-- Selected excerpt follows --

Around New Year's, you threw away the cigarettes and decided it was the time to quit. But now, a few months later, you've given up or feel you are weakening.
With the May 1 tax increase, the average cost per pack is now more than $8, and quitting is a decision that can make a big difference in your life, your health and your wallet!
In Walla Walla County, one in six high school seniors smokes, as well as 9 percent of pregnant women.
Don't give up. It often takes many attempts to quit, and the good news is there is more than one way to kick the habit. If cold turkey doesn't work, there are lots of other ways.
So much attention is devoted to those who look to quit at the beginning of the year we can overlook those who try and fail, as many do, in the first few months. That, however, is often the time people need extra help. They are not only dealing with the physical and psychological cravings, but they are also frustrated by their inability to quit.
You aren't alone. Most attempts to quit smoking fail before three months are up. Those who succeed rarely do so on the first try.
The American Cancer Society offers a hotline to help smokers quit. This support can help those who are having trouble and deals with the challenges of failing to quit the first time. Many studies have shown that such support is a key part of successfully quitting.
Nicotine replacement is another option. Products such as the patch or gum can help ease nicotine withdrawal. Each product is different, and the choice of product has to be suited to the individual.
Now there is an additional option. New medicines can be taken that make it easier to quit by blocking the receptors in the brain stimulated by nicotine. These medicines "take the fun out of smoking" and help break the association between smoking and pleasure.
Help is also being proposed on the legislative front.
In Oregon a new law requires health insurance companies to provide coverage for medicines that help people quit. In Washington, Group Health provides this type of coverage. They recognize smokers have high health-care costs, visit the doctor more frequently and have a higher incidence of a wide range of health problems. Helping their citizens and customers quit smoking not only benefits the quality of life of ex-smokers, but can cut health-care costs.
At a time when so many are making efforts to find every way to cut health-care costs, providing help to those seeking to quit is a good place to start.
If you are looking to quit, check with your health insurer to see if it provides coverage.
Which approach or approaches are best is up to you and your doctor. The New Year has always been a good time to begin. Failure may simply mean one strategy didn't work but that another might.
The latest tobacco tax hike serves a reminder that quitting can be a good step to reduce your taxes.
Whatever the reason, get some help, call your doctor and don't give up. You can quit.
Dr. Sam Joseph is a pulmonary and critical care physician with Spokane Respiratory Consultants.

-- Selected excerpt concluded --

▶ [Tasks to complete]
**a.** Extract the part of the quit-smoking article between "Around New Year's, you" and "you are weakening.", inclusive.
**b.** In the quit-smoking article, what share of pregnant women in Walla Walla County smoke?
**c.** According to the quit-smoking article, what does Group Health recognize about smokers? List each point.

-- Recorded data follows --

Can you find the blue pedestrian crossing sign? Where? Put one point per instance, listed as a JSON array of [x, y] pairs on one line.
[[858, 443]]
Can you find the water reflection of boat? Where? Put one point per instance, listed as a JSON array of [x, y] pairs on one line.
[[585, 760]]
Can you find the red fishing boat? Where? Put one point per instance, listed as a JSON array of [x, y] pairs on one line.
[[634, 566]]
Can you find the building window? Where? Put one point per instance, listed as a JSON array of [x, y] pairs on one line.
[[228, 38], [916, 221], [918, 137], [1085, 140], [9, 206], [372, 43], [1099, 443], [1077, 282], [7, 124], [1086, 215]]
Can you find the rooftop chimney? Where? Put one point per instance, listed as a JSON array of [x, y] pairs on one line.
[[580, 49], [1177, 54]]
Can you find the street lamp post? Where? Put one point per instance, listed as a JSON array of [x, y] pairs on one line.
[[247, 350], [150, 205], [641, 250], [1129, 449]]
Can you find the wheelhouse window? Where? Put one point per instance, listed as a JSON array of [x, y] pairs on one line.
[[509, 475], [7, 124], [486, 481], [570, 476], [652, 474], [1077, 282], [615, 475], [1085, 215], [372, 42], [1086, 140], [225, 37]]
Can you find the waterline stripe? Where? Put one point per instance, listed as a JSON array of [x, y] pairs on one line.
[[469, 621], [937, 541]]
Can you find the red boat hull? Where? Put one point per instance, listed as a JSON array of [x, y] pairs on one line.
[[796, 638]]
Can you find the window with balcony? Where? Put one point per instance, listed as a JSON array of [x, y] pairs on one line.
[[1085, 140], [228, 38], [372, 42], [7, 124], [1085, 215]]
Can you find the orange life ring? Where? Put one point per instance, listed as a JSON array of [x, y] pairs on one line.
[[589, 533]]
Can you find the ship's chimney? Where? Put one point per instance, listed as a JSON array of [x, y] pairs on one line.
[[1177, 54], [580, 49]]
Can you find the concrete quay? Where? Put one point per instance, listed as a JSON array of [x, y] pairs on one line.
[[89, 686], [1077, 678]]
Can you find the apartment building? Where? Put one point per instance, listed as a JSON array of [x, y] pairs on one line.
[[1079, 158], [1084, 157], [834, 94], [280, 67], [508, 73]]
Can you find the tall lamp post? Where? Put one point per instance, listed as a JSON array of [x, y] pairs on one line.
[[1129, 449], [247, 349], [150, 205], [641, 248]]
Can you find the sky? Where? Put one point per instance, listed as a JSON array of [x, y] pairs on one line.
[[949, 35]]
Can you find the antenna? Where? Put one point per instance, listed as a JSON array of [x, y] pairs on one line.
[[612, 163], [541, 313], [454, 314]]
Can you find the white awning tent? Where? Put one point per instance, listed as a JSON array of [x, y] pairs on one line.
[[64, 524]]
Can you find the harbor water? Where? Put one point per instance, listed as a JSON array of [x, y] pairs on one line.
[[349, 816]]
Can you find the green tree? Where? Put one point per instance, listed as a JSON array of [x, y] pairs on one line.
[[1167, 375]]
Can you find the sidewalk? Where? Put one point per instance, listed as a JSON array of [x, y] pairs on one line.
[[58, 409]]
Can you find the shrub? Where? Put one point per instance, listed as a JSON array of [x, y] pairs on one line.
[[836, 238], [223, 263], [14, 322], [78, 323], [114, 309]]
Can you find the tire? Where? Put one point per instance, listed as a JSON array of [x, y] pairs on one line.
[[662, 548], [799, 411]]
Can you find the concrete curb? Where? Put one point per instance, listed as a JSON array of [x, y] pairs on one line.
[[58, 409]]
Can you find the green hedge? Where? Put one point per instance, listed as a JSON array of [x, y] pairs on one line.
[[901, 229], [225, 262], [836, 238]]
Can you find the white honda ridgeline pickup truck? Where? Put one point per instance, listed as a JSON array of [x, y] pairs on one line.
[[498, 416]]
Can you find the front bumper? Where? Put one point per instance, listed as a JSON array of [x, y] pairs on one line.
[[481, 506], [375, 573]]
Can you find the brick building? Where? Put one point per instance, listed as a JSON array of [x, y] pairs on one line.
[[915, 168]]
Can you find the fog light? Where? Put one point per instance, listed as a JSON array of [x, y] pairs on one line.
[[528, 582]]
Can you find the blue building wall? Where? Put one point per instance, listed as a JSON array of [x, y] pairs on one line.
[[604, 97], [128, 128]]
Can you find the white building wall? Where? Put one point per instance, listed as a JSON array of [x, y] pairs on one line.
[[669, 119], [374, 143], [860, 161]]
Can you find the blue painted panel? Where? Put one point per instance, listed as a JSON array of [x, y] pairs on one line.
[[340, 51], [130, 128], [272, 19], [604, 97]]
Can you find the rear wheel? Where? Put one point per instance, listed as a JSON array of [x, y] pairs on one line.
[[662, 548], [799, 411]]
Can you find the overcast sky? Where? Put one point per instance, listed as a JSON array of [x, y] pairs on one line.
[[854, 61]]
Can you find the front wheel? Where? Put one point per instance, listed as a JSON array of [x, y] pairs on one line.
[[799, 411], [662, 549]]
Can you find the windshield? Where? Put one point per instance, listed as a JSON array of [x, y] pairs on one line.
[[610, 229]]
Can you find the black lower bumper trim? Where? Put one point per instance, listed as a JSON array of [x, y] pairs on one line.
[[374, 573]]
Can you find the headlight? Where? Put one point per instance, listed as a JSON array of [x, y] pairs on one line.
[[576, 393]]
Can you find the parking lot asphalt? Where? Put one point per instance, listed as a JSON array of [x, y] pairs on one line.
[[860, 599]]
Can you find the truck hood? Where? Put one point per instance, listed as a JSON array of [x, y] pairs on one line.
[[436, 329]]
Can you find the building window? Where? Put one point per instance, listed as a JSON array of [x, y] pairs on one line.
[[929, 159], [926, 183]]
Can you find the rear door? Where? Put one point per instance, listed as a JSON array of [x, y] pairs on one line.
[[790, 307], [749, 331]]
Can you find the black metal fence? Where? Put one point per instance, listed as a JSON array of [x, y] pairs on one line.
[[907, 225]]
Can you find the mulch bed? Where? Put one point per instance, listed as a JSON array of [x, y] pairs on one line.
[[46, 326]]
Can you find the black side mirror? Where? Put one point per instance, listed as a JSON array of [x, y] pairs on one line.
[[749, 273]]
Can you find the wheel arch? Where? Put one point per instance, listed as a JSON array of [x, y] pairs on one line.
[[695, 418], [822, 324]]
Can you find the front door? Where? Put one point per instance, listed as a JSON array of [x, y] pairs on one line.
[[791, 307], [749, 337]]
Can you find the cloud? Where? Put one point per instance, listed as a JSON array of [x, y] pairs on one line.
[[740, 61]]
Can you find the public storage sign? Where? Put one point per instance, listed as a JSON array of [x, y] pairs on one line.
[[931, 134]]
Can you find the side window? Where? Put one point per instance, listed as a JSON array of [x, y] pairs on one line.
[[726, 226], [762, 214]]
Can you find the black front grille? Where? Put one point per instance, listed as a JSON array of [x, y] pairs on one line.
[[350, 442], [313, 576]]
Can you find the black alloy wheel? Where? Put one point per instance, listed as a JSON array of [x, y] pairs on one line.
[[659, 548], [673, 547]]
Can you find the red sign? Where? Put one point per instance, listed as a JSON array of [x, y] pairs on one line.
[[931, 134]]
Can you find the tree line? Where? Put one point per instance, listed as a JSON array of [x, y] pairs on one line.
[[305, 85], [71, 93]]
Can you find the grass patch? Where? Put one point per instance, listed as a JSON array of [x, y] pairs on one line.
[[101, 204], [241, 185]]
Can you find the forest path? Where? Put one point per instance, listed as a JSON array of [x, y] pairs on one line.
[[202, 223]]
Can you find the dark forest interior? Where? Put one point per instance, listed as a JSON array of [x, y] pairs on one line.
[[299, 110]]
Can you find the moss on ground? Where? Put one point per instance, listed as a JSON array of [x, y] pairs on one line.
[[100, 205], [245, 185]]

-- Recorded data concluded --

▶ [List of solutions]
**a.**
Around New Year's, you threw away the cigarettes and decided it was the time to quit. But now, a few months later, you've given up or feel you are weakening.

**b.** 9 percent

**c.**
- Smokers have high health-care costs.
- They visit the doctor more frequently.
- They have a higher incidence of a wide range of health problems.